Set task A — Which lines of the records below contain the word "tree"? Collect each of those lines and copy it out in full.
═══ Text excerpt ═══
Nice thought but I'm sure I'd get sued for plagiarism. Most of what I know about nutrition comes from years of reading everyone else's books... with an open-mind (and a little from experience with our dogs).


----------



## greg bell (May 24, 2005)

I agree.. Monomer knows this nutrition stuff.. the more I read the more confused I get.. 
I feen Purina Pro mixed with a little cottage cheese and yogart.. but I cant defend it, except my dog seems fine..


----------



## Goldndust (Jul 30, 2005)

Ok, since your looking into moving her over now and this is the exact same time I moved mine over was at a 11 months to an adult kibble have you checked out Exclusive? It's a lot of bang for the buck and Kodes done very well on it. There are others out there as well, but this is the one I myself have been the happiest with for Kode.

Personally i'm not crazy over the one you listed, I personally wouldn't feed it that product since it may be cheaper, but your not getting alot for your money as well as there are some things i'm not liking about it.
═══ Extracted entries ═══
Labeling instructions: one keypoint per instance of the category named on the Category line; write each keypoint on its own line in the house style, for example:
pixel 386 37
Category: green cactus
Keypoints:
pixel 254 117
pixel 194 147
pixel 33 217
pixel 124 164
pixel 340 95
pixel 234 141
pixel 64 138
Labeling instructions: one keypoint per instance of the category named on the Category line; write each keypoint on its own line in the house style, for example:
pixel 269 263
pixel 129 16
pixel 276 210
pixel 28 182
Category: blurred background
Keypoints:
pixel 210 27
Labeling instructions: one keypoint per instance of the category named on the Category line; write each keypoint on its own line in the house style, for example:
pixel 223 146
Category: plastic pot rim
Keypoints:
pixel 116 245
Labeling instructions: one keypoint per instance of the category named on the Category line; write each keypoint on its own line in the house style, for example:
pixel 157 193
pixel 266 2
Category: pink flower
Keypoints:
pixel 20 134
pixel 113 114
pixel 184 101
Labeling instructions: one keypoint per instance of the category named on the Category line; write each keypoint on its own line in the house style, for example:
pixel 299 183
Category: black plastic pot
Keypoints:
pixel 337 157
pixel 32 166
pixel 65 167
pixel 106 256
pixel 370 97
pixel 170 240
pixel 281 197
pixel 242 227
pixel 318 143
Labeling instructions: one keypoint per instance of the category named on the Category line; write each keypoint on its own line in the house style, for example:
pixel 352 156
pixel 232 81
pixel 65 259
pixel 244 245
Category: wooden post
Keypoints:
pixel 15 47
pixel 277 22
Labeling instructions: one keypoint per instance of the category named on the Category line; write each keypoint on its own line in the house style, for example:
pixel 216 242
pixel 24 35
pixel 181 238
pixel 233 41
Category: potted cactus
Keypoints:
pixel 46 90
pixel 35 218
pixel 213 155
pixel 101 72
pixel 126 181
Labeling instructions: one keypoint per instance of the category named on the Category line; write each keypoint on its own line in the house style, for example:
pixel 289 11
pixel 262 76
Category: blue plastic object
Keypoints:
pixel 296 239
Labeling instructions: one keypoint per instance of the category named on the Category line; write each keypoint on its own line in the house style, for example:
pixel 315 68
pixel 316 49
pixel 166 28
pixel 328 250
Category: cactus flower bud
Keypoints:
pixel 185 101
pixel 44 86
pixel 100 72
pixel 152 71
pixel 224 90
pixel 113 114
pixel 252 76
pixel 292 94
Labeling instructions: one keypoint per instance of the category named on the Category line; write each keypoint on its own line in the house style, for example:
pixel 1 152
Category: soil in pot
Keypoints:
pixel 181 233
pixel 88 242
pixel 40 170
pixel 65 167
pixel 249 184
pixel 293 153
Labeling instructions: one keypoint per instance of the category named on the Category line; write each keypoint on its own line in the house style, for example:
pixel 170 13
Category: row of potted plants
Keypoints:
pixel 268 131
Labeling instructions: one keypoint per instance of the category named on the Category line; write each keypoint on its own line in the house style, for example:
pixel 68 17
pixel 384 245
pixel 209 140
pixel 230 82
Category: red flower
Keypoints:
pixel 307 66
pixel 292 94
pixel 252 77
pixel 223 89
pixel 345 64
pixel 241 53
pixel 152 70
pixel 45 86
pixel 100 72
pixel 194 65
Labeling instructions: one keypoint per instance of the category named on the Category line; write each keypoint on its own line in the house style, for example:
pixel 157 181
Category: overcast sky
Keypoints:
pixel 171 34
═══
═══ Extracted entries ═══
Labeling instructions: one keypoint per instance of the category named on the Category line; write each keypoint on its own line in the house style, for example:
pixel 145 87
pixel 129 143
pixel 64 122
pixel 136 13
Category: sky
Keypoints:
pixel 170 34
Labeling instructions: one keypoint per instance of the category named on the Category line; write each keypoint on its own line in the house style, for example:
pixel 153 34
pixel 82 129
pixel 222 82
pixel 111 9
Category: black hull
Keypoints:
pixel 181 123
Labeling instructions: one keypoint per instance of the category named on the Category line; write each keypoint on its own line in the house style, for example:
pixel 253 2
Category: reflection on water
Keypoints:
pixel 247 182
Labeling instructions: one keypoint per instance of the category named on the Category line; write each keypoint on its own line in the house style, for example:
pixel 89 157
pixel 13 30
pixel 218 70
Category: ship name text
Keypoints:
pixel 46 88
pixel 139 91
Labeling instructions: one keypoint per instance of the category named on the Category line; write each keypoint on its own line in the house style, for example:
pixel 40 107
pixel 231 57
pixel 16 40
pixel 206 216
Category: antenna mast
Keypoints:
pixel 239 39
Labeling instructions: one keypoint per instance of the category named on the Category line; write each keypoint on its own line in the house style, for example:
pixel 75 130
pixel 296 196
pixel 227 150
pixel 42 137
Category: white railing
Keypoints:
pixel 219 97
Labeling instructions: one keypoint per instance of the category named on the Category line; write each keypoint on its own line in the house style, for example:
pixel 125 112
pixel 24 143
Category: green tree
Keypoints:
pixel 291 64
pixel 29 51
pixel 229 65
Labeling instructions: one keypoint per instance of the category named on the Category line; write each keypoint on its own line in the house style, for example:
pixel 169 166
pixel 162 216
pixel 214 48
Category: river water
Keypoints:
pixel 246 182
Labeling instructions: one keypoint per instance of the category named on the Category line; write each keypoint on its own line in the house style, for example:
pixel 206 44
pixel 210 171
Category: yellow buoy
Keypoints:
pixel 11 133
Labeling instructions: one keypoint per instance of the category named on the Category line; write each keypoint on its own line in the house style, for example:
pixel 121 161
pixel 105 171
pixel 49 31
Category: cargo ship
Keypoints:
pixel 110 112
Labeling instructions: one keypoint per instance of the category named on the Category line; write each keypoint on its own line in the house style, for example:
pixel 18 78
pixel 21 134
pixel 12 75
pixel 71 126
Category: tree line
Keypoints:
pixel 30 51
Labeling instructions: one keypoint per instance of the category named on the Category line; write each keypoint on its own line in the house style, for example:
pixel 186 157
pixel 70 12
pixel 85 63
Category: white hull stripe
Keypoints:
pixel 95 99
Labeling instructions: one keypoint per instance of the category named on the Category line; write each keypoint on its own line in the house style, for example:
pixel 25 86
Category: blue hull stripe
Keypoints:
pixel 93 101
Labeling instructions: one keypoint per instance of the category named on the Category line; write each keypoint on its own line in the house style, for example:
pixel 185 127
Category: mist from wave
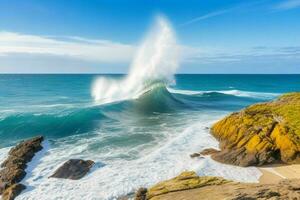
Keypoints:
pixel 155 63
═══
Set task B — Could you give back, word for word, the part of the dog food thread above that begins at the words "I agree.. Monomer" and stops after "with for Kode."?

Correct output A —
Category: green tree
Category: tree line

Correct output B —
I agree.. Monomer knows this nutrition stuff.. the more I read the more confused I get.. 
I feen Purina Pro mixed with a little cottage cheese and yogart.. but I cant defend it, except my dog seems fine..


----------



## Goldndust (Jul 30, 2005)

Ok, since your looking into moving her over now and this is the exact same time I moved mine over was at a 11 months to an adult kibble have you checked out Exclusive? It's a lot of bang for the buck and Kodes done very well on it. There are others out there as well, but this is the one I myself have been the happiest with for Kode.